## ACTIVITY
Print every one of the following records again character for character, changing, adding, and dropping nothing.

## RECORDS TO USE
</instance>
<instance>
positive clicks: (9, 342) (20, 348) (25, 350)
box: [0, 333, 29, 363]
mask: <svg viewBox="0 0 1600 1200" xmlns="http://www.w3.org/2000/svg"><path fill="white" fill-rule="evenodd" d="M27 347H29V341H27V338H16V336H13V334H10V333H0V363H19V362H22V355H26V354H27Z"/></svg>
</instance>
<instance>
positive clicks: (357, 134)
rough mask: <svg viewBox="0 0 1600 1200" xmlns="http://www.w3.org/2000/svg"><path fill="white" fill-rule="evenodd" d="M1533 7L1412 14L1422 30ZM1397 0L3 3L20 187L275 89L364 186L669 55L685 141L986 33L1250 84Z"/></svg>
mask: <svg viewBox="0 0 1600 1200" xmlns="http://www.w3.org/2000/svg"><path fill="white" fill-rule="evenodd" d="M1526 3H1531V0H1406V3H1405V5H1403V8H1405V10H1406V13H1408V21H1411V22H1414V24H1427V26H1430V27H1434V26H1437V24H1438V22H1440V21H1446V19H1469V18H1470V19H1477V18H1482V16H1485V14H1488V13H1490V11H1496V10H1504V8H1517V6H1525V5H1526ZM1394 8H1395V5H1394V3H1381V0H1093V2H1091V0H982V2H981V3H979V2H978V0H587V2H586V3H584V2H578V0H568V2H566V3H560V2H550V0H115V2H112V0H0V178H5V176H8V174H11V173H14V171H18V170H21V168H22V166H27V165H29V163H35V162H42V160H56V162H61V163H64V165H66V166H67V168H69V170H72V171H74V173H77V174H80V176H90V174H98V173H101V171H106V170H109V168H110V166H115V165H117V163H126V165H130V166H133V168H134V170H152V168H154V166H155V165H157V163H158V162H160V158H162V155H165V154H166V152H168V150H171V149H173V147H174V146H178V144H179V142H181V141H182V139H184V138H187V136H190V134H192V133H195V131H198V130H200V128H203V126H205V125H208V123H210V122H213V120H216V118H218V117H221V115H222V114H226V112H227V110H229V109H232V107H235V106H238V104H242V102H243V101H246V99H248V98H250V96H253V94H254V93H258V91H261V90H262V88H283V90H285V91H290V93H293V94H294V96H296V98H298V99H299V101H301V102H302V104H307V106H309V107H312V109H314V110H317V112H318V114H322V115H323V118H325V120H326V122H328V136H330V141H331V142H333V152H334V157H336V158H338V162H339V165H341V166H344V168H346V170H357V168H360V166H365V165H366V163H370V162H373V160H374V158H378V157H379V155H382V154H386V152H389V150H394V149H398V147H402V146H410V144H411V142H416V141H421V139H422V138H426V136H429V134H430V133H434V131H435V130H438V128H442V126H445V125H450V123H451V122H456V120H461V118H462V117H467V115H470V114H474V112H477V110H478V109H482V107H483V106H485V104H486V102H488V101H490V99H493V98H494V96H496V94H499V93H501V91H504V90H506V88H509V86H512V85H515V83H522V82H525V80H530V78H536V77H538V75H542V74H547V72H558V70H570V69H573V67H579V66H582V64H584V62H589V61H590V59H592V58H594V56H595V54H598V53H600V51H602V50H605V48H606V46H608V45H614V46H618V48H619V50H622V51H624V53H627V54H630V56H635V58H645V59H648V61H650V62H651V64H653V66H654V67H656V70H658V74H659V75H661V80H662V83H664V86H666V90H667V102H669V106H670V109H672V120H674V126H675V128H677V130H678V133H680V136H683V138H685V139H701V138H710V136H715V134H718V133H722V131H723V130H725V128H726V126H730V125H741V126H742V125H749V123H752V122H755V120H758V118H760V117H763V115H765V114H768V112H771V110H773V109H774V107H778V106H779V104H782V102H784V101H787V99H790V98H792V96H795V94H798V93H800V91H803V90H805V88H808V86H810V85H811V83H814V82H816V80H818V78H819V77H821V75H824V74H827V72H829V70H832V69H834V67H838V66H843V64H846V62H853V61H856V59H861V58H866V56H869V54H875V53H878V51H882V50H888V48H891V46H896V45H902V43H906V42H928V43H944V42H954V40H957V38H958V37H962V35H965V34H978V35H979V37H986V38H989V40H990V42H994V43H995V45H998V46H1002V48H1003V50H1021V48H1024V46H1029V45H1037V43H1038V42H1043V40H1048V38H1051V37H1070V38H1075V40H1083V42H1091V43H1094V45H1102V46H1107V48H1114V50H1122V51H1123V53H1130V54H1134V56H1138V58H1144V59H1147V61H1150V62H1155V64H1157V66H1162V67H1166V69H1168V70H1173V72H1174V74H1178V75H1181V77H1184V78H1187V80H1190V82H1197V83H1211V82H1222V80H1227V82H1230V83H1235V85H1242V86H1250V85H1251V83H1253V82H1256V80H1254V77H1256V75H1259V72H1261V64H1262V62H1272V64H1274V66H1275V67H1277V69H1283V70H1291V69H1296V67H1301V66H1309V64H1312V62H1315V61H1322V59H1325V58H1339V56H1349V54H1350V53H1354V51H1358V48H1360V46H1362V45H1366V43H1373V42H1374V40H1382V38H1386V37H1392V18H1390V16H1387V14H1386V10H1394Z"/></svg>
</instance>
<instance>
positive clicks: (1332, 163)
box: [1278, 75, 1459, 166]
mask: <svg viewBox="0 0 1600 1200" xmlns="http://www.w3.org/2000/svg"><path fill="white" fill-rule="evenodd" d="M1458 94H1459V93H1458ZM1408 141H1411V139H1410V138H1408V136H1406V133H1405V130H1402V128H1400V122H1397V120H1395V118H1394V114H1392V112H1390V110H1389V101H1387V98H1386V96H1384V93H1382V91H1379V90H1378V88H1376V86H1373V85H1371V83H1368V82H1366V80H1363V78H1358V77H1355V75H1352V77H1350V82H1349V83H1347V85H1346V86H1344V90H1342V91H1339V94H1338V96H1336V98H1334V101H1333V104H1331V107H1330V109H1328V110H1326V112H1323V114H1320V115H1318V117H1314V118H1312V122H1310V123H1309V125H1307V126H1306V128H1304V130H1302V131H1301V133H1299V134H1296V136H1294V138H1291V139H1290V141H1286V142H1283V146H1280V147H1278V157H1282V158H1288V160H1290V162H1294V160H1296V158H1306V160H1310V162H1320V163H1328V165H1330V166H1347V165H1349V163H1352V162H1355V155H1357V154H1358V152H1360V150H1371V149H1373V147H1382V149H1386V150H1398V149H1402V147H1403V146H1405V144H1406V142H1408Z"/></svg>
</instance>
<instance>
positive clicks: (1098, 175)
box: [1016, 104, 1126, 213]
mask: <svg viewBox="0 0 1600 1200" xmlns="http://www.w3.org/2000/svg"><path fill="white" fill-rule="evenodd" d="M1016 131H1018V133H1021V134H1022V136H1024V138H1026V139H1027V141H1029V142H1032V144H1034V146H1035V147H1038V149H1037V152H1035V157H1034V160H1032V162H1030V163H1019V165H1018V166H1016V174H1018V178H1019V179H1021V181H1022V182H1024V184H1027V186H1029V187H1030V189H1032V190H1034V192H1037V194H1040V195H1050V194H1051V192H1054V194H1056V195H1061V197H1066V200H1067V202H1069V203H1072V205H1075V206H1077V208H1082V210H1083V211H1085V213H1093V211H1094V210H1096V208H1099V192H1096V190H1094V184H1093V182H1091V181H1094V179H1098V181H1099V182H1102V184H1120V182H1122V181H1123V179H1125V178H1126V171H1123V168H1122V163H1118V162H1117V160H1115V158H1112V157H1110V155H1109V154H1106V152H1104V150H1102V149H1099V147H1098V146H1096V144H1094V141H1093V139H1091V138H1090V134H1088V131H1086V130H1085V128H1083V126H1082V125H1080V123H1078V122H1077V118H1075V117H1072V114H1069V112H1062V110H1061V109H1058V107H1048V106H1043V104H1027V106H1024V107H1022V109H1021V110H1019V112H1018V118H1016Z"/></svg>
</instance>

## EXPECTED ANSWER
</instance>
<instance>
positive clicks: (9, 342) (20, 348) (25, 350)
box: [0, 333, 29, 363]
mask: <svg viewBox="0 0 1600 1200" xmlns="http://www.w3.org/2000/svg"><path fill="white" fill-rule="evenodd" d="M27 347H29V341H27V338H16V336H13V334H10V333H0V363H19V362H22V355H26V354H27Z"/></svg>
</instance>
<instance>
positive clicks: (357, 134)
rough mask: <svg viewBox="0 0 1600 1200" xmlns="http://www.w3.org/2000/svg"><path fill="white" fill-rule="evenodd" d="M1533 7L1412 14L1422 30ZM1397 0L3 3L20 187L275 89L364 186L669 55L685 141L986 33L1250 84Z"/></svg>
mask: <svg viewBox="0 0 1600 1200" xmlns="http://www.w3.org/2000/svg"><path fill="white" fill-rule="evenodd" d="M1526 3H1531V0H1406V3H1405V5H1403V8H1405V10H1406V13H1408V21H1411V22H1414V24H1427V26H1430V27H1434V26H1437V24H1438V22H1440V21H1446V19H1469V18H1470V19H1477V18H1482V16H1485V14H1488V13H1490V11H1496V10H1504V8H1517V6H1525V5H1526ZM1394 8H1395V5H1394V3H1381V0H1093V2H1091V0H982V2H981V3H979V2H978V0H587V2H586V3H584V2H578V0H568V2H566V3H560V2H550V0H115V2H112V0H0V178H5V176H8V174H11V173H14V171H18V170H21V168H22V166H27V165H29V163H35V162H42V160H56V162H61V163H64V165H66V166H67V168H69V170H72V171H74V173H77V174H80V176H90V174H98V173H101V171H106V170H109V168H110V166H115V165H117V163H126V165H130V166H133V168H134V170H152V168H154V166H155V165H157V163H158V162H160V158H162V155H165V154H166V152H168V150H171V149H173V147H174V146H178V144H179V142H181V141H182V139H184V138H187V136H190V134H192V133H195V131H198V130H200V128H203V126H205V125H208V123H210V122H213V120H216V118H218V117H221V115H222V114H226V112H227V110H229V109H232V107H235V106H238V104H242V102H243V101H246V99H248V98H250V96H253V94H254V93H258V91H261V90H262V88H283V90H285V91H290V93H293V94H294V96H296V98H298V99H299V101H301V102H302V104H307V106H309V107H312V109H314V110H317V112H318V114H322V115H323V118H325V120H326V122H328V136H330V141H331V142H333V152H334V157H336V158H338V162H339V165H341V166H344V168H346V170H357V168H360V166H365V165H366V163H370V162H373V160H374V158H378V157H379V155H382V154H386V152H389V150H394V149H398V147H402V146H410V144H411V142H416V141H421V139H422V138H426V136H429V134H430V133H434V131H435V130H438V128H442V126H445V125H450V123H451V122H456V120H461V118H462V117H467V115H470V114H474V112H477V110H478V109H482V107H483V106H485V104H486V102H488V101H490V99H493V98H494V96H496V94H499V93H501V91H504V90H506V88H509V86H512V85H515V83H522V82H525V80H530V78H536V77H538V75H542V74H547V72H558V70H570V69H573V67H579V66H582V64H584V62H589V61H590V59H592V58H594V56H595V54H598V53H600V51H602V50H605V48H606V46H608V45H614V46H618V48H619V50H622V51H624V53H627V54H630V56H635V58H645V59H648V61H650V62H651V64H653V66H654V67H656V70H658V74H659V75H661V80H662V83H664V86H666V90H667V102H669V106H670V109H672V120H674V126H675V128H677V130H678V133H680V136H683V138H685V139H701V138H710V136H715V134H718V133H722V131H723V130H725V128H726V126H730V125H741V126H742V125H749V123H752V122H755V120H758V118H760V117H763V115H765V114H768V112H771V110H773V109H774V107H778V106H779V104H782V102H784V101H787V99H790V98H792V96H795V94H798V93H800V91H803V90H805V88H808V86H810V85H811V83H814V82H816V80H818V78H819V77H821V75H824V74H827V72H829V70H832V69H834V67H838V66H843V64H846V62H853V61H856V59H861V58H866V56H869V54H875V53H878V51H882V50H888V48H891V46H896V45H902V43H906V42H928V43H944V42H954V40H957V38H958V37H962V35H965V34H978V35H979V37H986V38H989V40H990V42H994V43H995V45H998V46H1002V48H1003V50H1021V48H1024V46H1029V45H1037V43H1038V42H1043V40H1048V38H1051V37H1070V38H1075V40H1083V42H1091V43H1094V45H1102V46H1107V48H1114V50H1122V51H1123V53H1130V54H1134V56H1138V58H1144V59H1147V61H1150V62H1155V64H1157V66H1162V67H1166V69H1168V70H1173V72H1174V74H1178V75H1181V77H1184V78H1187V80H1190V82H1197V83H1211V82H1222V80H1227V82H1230V83H1235V85H1242V86H1250V85H1251V83H1253V82H1256V80H1254V77H1256V75H1259V72H1261V64H1262V62H1272V64H1274V66H1275V67H1277V69H1283V70H1291V69H1296V67H1301V66H1309V64H1312V62H1315V61H1322V59H1325V58H1339V56H1349V54H1350V53H1354V51H1358V48H1360V46H1362V45H1366V43H1373V42H1374V40H1382V38H1386V37H1392V18H1390V16H1387V14H1386V10H1394Z"/></svg>
</instance>
<instance>
positive clicks: (1332, 163)
box: [1278, 75, 1459, 166]
mask: <svg viewBox="0 0 1600 1200" xmlns="http://www.w3.org/2000/svg"><path fill="white" fill-rule="evenodd" d="M1458 94H1459V93H1458ZM1408 141H1411V139H1410V138H1408V136H1406V133H1405V130H1402V128H1400V122H1397V120H1395V118H1394V114H1392V112H1390V110H1389V101H1387V98H1386V96H1384V93H1382V91H1379V90H1378V88H1376V86H1373V85H1371V83H1368V82H1366V80H1363V78H1358V77H1355V75H1352V77H1350V82H1349V83H1347V85H1346V86H1344V90H1342V91H1339V94H1338V96H1336V98H1334V101H1333V104H1331V107H1330V109H1328V110H1326V112H1323V114H1320V115H1318V117H1314V118H1312V122H1310V123H1309V125H1307V126H1306V128H1304V130H1302V131H1301V133H1299V134H1296V136H1294V138H1291V139H1290V141H1286V142H1283V146H1280V147H1278V157H1282V158H1288V160H1290V162H1294V160H1296V158H1306V160H1310V162H1320V163H1328V165H1330V166H1347V165H1349V163H1352V162H1355V155H1357V154H1358V152H1360V150H1371V149H1373V147H1382V149H1386V150H1398V149H1402V147H1403V146H1405V144H1406V142H1408Z"/></svg>
</instance>
<instance>
positive clicks: (1098, 175)
box: [1016, 104, 1126, 213]
mask: <svg viewBox="0 0 1600 1200" xmlns="http://www.w3.org/2000/svg"><path fill="white" fill-rule="evenodd" d="M1016 131H1018V133H1021V134H1022V136H1024V138H1026V139H1027V141H1029V142H1032V144H1034V146H1035V147H1038V149H1037V152H1035V157H1034V160H1032V162H1030V163H1019V165H1018V166H1016V174H1018V178H1019V179H1021V181H1022V182H1024V184H1027V186H1029V187H1030V189H1032V190H1034V192H1037V194H1040V195H1050V194H1051V192H1054V194H1056V195H1061V197H1066V200H1067V202H1069V203H1072V205H1075V206H1077V208H1082V210H1083V211H1085V213H1093V211H1094V210H1096V208H1099V192H1096V190H1094V184H1093V182H1091V181H1094V179H1098V181H1099V182H1102V184H1120V182H1122V181H1123V179H1125V178H1126V171H1123V168H1122V163H1118V162H1117V160H1115V158H1112V157H1110V155H1109V154H1106V152H1104V150H1102V149H1099V147H1098V146H1096V144H1094V141H1093V139H1091V138H1090V134H1088V131H1086V130H1085V128H1083V126H1082V125H1080V123H1078V122H1077V118H1075V117H1072V114H1069V112H1062V110H1061V109H1058V107H1048V106H1043V104H1027V106H1024V107H1022V109H1021V110H1019V112H1018V118H1016Z"/></svg>
</instance>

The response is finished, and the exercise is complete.